Rows from a dataset:
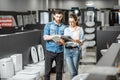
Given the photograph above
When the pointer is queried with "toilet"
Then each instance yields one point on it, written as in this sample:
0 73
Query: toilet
6 68
34 72
17 61
103 51
23 77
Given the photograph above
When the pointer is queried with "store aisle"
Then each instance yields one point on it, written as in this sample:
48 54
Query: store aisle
88 59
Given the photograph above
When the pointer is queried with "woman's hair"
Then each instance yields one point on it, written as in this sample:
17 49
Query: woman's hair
74 16
57 12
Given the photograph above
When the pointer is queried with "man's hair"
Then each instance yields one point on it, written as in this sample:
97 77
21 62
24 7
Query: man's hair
57 12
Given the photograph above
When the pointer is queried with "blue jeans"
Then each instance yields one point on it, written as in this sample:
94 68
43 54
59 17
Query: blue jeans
49 57
72 57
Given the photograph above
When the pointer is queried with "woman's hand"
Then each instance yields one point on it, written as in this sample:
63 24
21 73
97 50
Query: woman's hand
78 41
61 42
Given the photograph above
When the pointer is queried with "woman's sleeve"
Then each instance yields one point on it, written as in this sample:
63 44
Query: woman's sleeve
81 35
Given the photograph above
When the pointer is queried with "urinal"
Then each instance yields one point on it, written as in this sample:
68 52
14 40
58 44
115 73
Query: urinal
17 61
34 54
6 68
31 71
40 52
23 77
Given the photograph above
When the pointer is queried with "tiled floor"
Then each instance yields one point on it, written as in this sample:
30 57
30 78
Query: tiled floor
89 58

## EXERCISE DETAILS
Copy the entries exactly. Leave out the images.

## TASK OUTPUT
Given the photograph above
When the pointer is queried with "toilet"
Then each instance yields one point on it, written as in this sample:
0 73
Query: toilet
6 68
34 72
17 61
103 51
23 77
Given the photograph above
When the pointer is queried with "store aisle"
Then each instance yields one point on it, written as in this sample:
48 54
Query: store aisle
88 59
Given the photograph above
When the pointer is queried with "woman's hair"
Then each instance yields one point on it, written as in this sample:
17 49
Query: woman's hair
74 16
57 12
Given the photograph above
When the pointer is queried with "man's hair"
Then each instance yields one point on it, written as in this sample:
97 77
21 62
24 7
Query: man's hair
57 12
Given the photograph above
When the pointer is queried with "blue jeans"
Then each instance yields one point on it, written as in this sample:
94 68
43 54
59 17
Query: blue jeans
49 57
72 57
Given the photograph above
When the pointer is queried with "woman's hand"
Then each instance yields one point on it, written as in this sample:
63 24
21 73
97 50
Query: woman's hand
78 41
61 42
Given the photograph above
When the pointer is queried with "woman's sleeve"
Then each instance yields one point on it, written as in this sample:
63 44
Query: woman's sleeve
81 35
Given the photograph above
When the pointer is queried with "urinal"
Then each instance yields one point on it, written as in this sample:
68 52
14 40
58 44
115 73
Query: urinal
17 61
34 54
6 68
31 71
40 52
23 77
Given the photograph above
When the pointer is queried with "tiled floor"
Then each instance yields one point on it, written as in this sample:
30 57
30 78
Query: tiled floor
89 58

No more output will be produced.